◆ **STATED EXERCISE A**:
The forum thread on using lard in soap names two common US brands of lard. Which brand does it say is normally sold in a green and white bucket?

◆ **EXCERPTED PASSAGE**:
:::

# So I wanna try a lard recipe



## Jackofhearts (Dec 13, 2014)

Hello!
So I've been thinking about trying to use lard in a recipe (I've heard such great things about lard soaps!)  In fact, I'm toying with the idea of a 100% Lard soap with a SF higher than 5%... Just to try it.  Here's my question...What kind of lard do I use?  There's so many kinds and I have no idea what the difference is.

Thanks in advance!


----------



## IrishLass (Dec 13, 2014)

I'm not sure where you live, but if you live in the US and see the word 'lard; on the label, it is specifically rendered pig fat. You might also see the word 'manteca', which is Spanish for lard, aka pig fat. Two common brands of lard in the US are Armour brand (normally sold in a green and white bucket), and SnowCap brand (normally sold in a blue bucket or box). I've used both and they each make great soap.

 There are also other fats sold at the grocery store that look like lard (pig fat), but are not, such as shortening (i.e., Crisco, which is made from vegetable fats) or tallow (which is rendered beef fat). Both or those are different from lard and although they will produce nice soap, they won't produce the same feel as a lard soap.

  IrishLass


----------



## Seawolfe (Dec 13, 2014)

If you have any grocery stores nearby that cater to hispanic shoppers, look near the meat section for big white rectangles of lard (manteca) packed like meat on styrofoam trays and plastic wrapped. Thats where I find mine  You can use any kind, as long as its 100% pig fat.


----------



## cmzaha (Dec 13, 2014)

:::

◆ **ITEMS**:

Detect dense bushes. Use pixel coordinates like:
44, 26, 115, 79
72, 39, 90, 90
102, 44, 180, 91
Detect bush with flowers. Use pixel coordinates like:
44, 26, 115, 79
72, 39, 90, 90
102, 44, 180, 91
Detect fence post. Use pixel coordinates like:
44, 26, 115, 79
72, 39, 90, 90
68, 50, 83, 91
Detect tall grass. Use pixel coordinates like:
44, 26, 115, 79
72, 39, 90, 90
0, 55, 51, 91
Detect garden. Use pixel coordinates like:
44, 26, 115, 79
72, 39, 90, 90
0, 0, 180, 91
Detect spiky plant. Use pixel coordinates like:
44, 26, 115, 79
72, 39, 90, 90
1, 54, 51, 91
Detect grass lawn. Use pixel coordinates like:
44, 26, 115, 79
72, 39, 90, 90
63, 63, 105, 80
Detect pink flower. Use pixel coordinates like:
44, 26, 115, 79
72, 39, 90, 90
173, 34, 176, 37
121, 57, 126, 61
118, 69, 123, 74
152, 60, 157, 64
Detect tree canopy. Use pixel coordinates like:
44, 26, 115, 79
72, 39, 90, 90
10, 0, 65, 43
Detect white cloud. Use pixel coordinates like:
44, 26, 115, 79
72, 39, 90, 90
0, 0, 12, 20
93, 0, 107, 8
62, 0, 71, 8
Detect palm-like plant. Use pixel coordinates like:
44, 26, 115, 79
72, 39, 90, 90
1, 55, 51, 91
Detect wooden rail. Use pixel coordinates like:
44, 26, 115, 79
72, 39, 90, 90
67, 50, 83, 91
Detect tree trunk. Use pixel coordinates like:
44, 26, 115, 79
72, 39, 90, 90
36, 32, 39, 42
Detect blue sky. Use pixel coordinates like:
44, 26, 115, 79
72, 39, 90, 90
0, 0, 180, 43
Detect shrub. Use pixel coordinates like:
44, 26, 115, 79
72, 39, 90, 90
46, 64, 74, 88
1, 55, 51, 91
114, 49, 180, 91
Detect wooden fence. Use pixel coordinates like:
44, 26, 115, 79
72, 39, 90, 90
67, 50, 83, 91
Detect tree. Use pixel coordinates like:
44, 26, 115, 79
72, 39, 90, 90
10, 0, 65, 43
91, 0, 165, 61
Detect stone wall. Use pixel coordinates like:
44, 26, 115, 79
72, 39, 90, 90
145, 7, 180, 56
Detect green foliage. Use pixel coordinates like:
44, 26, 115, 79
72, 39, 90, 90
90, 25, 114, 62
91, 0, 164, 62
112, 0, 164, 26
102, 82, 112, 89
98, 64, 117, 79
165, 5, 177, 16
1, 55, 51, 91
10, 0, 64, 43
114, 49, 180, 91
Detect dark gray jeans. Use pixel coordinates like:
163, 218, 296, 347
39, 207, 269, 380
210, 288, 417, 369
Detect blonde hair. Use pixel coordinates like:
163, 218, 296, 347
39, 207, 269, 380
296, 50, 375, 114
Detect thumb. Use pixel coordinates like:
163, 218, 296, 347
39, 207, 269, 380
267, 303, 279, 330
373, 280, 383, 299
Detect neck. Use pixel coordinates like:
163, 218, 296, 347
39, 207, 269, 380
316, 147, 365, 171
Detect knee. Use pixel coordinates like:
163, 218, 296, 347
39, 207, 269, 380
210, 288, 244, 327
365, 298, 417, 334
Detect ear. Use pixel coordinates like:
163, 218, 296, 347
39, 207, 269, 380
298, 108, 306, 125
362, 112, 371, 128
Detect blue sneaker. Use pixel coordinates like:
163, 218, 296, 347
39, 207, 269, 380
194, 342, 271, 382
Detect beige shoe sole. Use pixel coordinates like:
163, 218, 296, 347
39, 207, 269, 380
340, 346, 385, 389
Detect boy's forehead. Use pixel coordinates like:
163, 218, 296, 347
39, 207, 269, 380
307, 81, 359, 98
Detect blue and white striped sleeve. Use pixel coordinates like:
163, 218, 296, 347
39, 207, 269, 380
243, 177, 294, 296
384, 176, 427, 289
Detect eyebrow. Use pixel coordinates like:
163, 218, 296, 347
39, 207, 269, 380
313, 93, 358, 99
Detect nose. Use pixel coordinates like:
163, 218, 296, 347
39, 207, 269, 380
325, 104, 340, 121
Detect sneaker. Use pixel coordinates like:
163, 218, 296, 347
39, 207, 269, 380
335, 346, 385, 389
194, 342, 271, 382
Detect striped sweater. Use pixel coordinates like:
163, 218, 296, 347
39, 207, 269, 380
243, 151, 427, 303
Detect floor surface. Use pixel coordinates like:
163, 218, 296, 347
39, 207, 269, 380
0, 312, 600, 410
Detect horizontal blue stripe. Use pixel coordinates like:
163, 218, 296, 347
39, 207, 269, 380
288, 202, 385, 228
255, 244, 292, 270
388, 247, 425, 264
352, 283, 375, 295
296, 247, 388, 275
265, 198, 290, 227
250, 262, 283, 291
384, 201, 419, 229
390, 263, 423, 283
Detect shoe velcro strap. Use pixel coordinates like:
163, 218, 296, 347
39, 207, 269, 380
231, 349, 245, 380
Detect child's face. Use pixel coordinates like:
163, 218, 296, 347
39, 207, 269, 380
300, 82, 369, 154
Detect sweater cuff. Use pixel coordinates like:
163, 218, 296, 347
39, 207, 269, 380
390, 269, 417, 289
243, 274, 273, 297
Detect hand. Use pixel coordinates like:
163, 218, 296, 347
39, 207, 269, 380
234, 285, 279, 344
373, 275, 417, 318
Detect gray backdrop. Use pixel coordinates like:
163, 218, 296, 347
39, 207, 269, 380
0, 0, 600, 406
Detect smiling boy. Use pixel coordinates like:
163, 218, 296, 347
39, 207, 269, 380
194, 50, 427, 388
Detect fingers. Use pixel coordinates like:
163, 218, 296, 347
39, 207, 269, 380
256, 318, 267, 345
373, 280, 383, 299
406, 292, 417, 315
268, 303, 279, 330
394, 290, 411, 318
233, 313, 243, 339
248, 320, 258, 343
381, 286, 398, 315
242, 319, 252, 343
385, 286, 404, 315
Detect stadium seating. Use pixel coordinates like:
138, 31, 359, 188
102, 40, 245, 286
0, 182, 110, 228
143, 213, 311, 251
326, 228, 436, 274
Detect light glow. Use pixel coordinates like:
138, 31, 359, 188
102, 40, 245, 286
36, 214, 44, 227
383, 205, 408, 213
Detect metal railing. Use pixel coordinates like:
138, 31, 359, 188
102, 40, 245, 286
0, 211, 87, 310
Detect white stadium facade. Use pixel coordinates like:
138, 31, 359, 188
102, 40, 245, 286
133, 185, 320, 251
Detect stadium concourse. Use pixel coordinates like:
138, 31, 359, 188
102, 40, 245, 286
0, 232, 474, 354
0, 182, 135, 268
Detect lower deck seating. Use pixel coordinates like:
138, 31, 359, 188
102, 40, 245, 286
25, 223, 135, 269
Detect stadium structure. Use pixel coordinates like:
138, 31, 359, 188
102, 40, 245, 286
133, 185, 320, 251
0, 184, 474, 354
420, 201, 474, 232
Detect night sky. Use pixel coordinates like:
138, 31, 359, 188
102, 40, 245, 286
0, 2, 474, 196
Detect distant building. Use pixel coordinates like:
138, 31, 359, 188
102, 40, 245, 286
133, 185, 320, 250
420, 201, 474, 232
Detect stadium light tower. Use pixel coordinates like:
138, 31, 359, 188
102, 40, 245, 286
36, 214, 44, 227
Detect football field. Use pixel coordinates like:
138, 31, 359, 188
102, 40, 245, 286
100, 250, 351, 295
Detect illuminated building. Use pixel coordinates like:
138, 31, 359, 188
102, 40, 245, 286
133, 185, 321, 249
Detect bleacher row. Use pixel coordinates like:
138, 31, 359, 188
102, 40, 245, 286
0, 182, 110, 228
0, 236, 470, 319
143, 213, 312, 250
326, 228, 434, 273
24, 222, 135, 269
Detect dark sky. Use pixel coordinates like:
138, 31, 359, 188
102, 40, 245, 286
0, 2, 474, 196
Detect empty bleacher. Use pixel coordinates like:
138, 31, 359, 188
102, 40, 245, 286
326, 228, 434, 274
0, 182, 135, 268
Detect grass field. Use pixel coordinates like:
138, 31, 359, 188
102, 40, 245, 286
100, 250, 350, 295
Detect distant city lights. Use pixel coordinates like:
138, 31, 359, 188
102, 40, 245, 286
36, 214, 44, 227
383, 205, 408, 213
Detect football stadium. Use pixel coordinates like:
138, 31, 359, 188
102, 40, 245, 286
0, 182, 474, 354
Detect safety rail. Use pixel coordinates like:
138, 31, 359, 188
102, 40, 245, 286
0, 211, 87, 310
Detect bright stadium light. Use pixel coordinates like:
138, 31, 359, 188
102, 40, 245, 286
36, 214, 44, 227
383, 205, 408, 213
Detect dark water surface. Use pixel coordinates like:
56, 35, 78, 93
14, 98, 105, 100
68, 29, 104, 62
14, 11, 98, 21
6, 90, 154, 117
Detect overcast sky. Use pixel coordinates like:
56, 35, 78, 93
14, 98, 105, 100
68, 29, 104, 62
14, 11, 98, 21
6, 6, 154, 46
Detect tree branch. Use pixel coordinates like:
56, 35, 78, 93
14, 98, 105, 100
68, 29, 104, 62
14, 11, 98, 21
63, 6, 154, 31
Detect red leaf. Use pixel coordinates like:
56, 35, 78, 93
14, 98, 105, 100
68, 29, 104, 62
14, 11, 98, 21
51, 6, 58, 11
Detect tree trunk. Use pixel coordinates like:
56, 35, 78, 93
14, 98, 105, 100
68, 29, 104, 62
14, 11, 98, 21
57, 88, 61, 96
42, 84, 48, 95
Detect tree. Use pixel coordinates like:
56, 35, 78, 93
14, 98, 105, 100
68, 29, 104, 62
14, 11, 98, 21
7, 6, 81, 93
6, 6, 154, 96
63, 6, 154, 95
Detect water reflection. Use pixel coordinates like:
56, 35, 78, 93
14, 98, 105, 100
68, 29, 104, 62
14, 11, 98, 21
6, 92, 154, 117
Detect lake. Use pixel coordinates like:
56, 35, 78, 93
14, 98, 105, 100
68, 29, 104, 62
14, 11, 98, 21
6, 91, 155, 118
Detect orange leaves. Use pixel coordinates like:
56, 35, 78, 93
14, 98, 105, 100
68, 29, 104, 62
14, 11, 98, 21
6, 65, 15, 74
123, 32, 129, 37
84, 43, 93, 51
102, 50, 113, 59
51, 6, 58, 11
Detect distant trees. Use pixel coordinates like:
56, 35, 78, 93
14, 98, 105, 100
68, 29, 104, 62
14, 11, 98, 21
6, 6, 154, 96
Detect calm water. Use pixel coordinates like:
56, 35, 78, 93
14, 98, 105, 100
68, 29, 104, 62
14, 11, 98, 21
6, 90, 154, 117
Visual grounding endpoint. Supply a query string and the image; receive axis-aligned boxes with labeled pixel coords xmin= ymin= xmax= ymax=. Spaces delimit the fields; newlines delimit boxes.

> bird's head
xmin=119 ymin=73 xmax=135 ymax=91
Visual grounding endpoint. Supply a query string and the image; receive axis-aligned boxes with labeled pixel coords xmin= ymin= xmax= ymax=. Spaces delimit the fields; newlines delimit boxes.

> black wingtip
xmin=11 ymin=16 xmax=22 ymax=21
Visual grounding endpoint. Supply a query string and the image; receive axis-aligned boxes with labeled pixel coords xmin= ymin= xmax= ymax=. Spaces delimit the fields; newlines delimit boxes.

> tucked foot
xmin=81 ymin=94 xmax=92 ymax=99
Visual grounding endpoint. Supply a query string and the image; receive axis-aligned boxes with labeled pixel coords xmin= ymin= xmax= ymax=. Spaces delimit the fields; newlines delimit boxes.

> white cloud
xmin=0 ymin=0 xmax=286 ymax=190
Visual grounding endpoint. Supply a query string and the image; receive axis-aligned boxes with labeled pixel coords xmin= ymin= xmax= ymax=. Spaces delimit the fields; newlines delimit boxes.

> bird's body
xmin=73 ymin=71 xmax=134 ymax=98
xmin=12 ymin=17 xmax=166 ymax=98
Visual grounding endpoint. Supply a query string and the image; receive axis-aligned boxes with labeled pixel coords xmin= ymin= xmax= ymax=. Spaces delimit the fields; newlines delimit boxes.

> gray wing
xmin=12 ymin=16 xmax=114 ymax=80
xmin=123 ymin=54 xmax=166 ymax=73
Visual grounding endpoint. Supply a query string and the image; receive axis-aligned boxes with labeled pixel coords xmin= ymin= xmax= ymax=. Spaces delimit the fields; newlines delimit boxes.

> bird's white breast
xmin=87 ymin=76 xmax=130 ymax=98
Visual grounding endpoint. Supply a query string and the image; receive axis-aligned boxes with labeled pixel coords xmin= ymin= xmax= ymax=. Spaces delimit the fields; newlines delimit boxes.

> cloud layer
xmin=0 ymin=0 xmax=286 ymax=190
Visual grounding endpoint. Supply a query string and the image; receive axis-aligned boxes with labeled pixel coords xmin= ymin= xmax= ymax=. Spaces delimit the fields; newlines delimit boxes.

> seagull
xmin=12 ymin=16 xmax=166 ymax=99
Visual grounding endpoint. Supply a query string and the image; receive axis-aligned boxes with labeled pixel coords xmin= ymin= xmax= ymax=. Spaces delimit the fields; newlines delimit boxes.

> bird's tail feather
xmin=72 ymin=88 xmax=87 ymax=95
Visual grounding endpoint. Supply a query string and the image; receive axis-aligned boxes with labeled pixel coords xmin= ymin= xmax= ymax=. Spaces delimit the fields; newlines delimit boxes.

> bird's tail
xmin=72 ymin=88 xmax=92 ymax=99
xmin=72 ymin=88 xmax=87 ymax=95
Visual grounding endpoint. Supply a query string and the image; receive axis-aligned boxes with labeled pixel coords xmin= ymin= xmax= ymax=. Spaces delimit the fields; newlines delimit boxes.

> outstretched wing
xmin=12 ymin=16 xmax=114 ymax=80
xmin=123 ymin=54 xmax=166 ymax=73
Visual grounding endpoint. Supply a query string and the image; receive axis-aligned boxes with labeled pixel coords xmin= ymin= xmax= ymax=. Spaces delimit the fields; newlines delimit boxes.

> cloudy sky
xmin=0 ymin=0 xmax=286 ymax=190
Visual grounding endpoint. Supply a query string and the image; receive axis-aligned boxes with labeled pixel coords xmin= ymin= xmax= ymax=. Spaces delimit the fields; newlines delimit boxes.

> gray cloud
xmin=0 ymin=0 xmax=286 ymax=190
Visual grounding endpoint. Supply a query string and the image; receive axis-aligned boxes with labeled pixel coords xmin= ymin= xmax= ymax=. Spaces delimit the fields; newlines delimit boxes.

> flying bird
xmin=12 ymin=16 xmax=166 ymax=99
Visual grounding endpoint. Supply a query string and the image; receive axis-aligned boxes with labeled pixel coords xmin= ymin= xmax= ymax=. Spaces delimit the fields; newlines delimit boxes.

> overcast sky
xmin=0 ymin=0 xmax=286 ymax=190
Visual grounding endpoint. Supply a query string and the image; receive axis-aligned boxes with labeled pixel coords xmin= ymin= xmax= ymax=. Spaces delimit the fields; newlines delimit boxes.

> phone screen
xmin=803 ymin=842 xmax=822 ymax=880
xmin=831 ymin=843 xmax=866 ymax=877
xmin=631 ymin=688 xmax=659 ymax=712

:::

◆ **STATED EXERCISE B**:
Arrange the entries from the line with "Detect orange leaves." up to and including the line with "xmin=12 ymin=17 xmax=166 ymax=98" as a numbered list, leaving out blank lines.

◆ **WRITTEN SOLUTION A**:
Armour brand

◆ **WRITTEN SOLUTION B**:
1. Detect orange leaves. Use pixel coordinates like:
2. 56, 35, 78, 93
3. 14, 98, 105, 100
4. 68, 29, 104, 62
5. 14, 11, 98, 21
6. 6, 65, 15, 74
7. 123, 32, 129, 37
8. 84, 43, 93, 51
9. 102, 50, 113, 59
10. 51, 6, 58, 11
11. Detect distant trees. Use pixel coordinates like:
12. 56, 35, 78, 93
13. 14, 98, 105, 100
14. 68, 29, 104, 62
15. 14, 11, 98, 21
16. 6, 6, 154, 96
17. Detect calm water. Use pixel coordinates like:
18. 56, 35, 78, 93
19. 14, 98, 105, 100
20. 68, 29, 104, 62
21. 14, 11, 98, 21
22. 6, 90, 154, 117
23. Visual grounding endpoint. Supply a query string and the image; receive axis-aligned boxes with labeled pixel coords xmin= ymin= xmax= ymax=. Spaces delimit the fields; newlines delimit boxes.
24. > bird's head
25. xmin=119 ymin=73 xmax=135 ymax=91
26. Visual grounding endpoint. Supply a query string and the image; receive axis-aligned boxes with labeled pixel coords xmin= ymin= xmax= ymax=. Spaces delimit the fields; newlines delimit boxes.
27. > black wingtip
28. xmin=11 ymin=16 xmax=22 ymax=21
29. Visual grounding endpoint. Supply a query string and the image; receive axis-aligned boxes with labeled pixel coords xmin= ymin= xmax= ymax=. Spaces delimit the fields; newlines delimit boxes.
30. > tucked foot
31. xmin=81 ymin=94 xmax=92 ymax=99
32. Visual grounding endpoint. Supply a query string and the image; receive axis-aligned boxes with labeled pixel coords xmin= ymin= xmax= ymax=. Spaces delimit the fields; newlines delimit boxes.
33. > white cloud
34. xmin=0 ymin=0 xmax=286 ymax=190
35. Visual grounding endpoint. Supply a query string and the image; receive axis-aligned boxes with labeled pixel coords xmin= ymin= xmax= ymax=. Spaces delimit the fields; newlines delimit boxes.
36. > bird's body
37. xmin=73 ymin=71 xmax=134 ymax=98
38. xmin=12 ymin=17 xmax=166 ymax=98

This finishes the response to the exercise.